Article:
■ ■ ■
The terms below are the everyday vocabulary of any e-commerce product, design, or engineering team. Every PYQ on "components of an e-commerce site" expects you to recognise them.

Product Catalog — The master record of every product the site sells, with structured attributes (SKU, name, description, price, inventory, images, variants, specifications, taxonomy). The catalog is the single source of truth that the rest of the site (PLP, PDP, search, recommendations, cart) reads from. Large catalogs run in dedicated Product Information Management (PIM) systems like Akeneo or Salsify.

SKU (Stock Keeping Unit) — A unique identifier for one specific product variant. A "blue medium polo T-shirt" is one SKU; "red medium" is a different SKU; "blue large" is a third. SKUs are the unit of inventory tracking, pricing, and supply-chain operations. Amazon's global catalogue exceeds 350 million SKUs.

PLP (Product Listing Page) — A page that shows multiple products matching a category, search query, brand, or campaign — Amazon's "search results for laptops", Myntra's "Men > Shirts > Casual". The PLP's job is to help users narrow quickly via grid view, sort options, filters/facets, pagination, and quick-add-to-cart.

PDP (Product Description Page) — The single-product page where the user sees images, price, variant selectors, reviews, delivery estimate, and the Add-to-Cart / Buy Now buttons. The PDP is the closer: a well-optimised PDP can convert 5–10% of visitors; a poor one barely cracks 1%. PDP is the most A/B-tested page in commerce.

Facets / Filters — Attributes (price range, brand, size, colour, rating) that a user can use to narrow a PLP. Faceted search requires the backend to know, for every filter combination, how many products would match — which is why fast search engines like Elasticsearch, Solr, or Algolia sit behind PLPs at any reasonable scale.

Cart (Shopping Cart) — The temporary holding place for items the user intends to buy. Modern carts are persistent (survive session timeouts and device changes if the user is logged in), real-time (inventory and prices update live), and support save-for-later, wishlist transfer, and coupons.
■ ■ ■
Data:
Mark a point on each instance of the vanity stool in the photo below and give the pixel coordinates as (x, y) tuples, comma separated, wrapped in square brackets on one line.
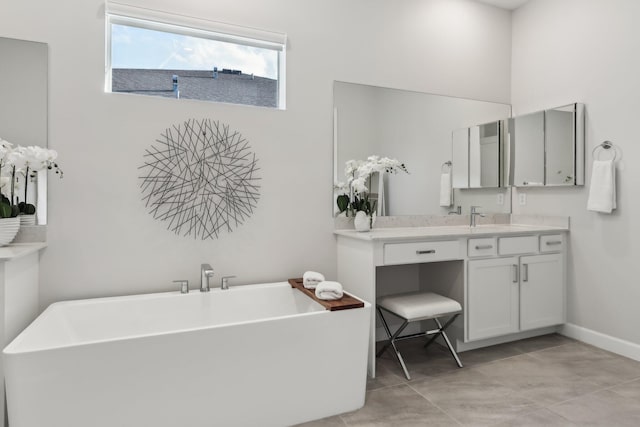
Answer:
[(414, 307)]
■ ■ ■
Your tasks:
1/ Reproduce word for word the part of the e-commerce glossary starting with "The terms below" and going on through "Akeneo or Salsify.".
2/ Write the next part of the glossary of e-commerce terms, picking up after its entry on the shopping cart.

Task-by-task outputs:
1/
The terms below are the everyday vocabulary of any e-commerce product, design, or engineering team. Every PYQ on "components of an e-commerce site" expects you to recognise them.

Product Catalog — The master record of every product the site sells, with structured attributes (SKU, name, description, price, inventory, images, variants, specifications, taxonomy). The catalog is the single source of truth that the rest of the site (PLP, PDP, search, recommendations, cart) reads from. Large catalogs run in dedicated Product Information Management (PIM) systems like Akeneo or Salsify.

2/
Cart Abandonment — When a user adds items to the cart but does not complete checkout. The industry average abandonment rate is 70–75%; the main causes are unexpected shipping costs, forced account creation, complex checkout, and trust concerns. Recovery via email/SMS/WhatsApp typically retrieves 8–10% of abandoned carts and is one of the highest-ROI channels in e-commerce.

Checkout — The 2–5 step funnel that turns a cart into a paid order: login (or guest), address, shipping method, payment method, review, place order. Every additional step costs conversion — the gold standard is a single-page or express checkout that pre-fills as much as possible from saved profiles.

Guest Checkout — Letting a user complete a purchase without creating an account. Forced account creation is the second-biggest cause of cart abandonment (~24%, per Baymard). Guest checkout typically uses the user's email + phone as the order identifier and offers account creation post-purchase instead.

One-Click Checkout / Express Checkout — A pattern where saved profile data (address, payment) lets the user place an order in a single tap. Amazon's 1-Click (patented in 1999, expired 2017) pioneered it; today Apple Pay, Google Pay, PayPal Express, and PhonePe Switch all offer similar express-checkout flows.

Conversion Rate — Visitors who complete a purchase ÷ total visitors. Indian B2C industry average runs 1.5–3%; best-in-class (Amazon Prime, top D2C brands) cross 10%+. Conversion is the single most-watched metric because it multiplies directly with traffic and AOV to determine revenue.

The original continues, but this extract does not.